Task goal
Using the material that follows, output exactly the lines from the one containing "Where can the bar" through the one containing "Target: refrigerator", with both ends kept.

------ The data ------

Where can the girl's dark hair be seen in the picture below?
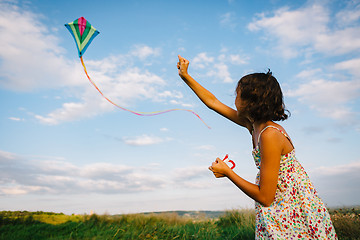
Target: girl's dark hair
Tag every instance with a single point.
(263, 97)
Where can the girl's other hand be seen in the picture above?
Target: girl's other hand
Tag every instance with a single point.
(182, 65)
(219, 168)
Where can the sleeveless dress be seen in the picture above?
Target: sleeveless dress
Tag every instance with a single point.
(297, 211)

------
------ The data ------

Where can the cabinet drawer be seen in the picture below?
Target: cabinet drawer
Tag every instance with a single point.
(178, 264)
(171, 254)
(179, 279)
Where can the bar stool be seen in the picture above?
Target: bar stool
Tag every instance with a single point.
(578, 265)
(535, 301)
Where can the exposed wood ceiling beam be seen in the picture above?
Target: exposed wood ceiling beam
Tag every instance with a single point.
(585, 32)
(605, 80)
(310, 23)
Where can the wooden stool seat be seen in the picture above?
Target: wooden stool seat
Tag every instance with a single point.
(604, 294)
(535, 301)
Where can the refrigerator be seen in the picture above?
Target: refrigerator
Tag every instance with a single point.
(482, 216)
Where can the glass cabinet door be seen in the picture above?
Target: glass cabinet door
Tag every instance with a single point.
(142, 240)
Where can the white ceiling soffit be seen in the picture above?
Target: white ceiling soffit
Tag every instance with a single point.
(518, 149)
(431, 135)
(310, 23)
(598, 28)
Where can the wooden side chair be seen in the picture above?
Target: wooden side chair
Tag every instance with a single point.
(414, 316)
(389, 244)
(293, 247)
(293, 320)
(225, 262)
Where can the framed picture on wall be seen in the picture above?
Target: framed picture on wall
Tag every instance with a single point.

------
------ The data ------

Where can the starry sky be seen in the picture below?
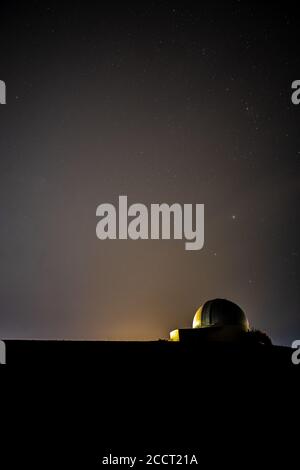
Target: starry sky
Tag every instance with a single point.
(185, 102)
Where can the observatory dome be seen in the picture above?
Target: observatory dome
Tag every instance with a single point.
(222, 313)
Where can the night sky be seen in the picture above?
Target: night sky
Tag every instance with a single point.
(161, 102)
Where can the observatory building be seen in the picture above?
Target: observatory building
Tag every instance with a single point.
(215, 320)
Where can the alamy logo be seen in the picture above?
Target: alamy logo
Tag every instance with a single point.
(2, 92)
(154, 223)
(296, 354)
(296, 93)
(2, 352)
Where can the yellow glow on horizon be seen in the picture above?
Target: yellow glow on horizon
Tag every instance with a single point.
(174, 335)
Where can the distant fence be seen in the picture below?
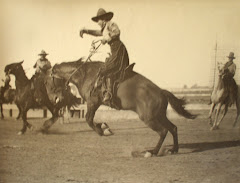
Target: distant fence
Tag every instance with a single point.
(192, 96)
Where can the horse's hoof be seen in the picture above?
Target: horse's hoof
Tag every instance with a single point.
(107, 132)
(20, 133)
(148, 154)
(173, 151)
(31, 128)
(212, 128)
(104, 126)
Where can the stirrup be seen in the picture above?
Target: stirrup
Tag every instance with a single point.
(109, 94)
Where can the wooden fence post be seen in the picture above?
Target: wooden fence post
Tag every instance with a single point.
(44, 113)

------

Solution to this task
Where can the bar stool be seen in the picture above?
Target: bar stool
Tag every instance with a single point.
(578, 265)
(535, 301)
Where can the exposed wood ceiling beam be seen in the picture above?
Target: exposed wood ceiling beam
Tag every instance with a single point.
(585, 32)
(605, 80)
(310, 23)
Where can the wooden stool seat be seen in the picture above?
Target: wooden stool seat
Tag every instance with a single point.
(604, 294)
(535, 301)
Where can the refrigerator be seen in the picture above?
Target: refrigerator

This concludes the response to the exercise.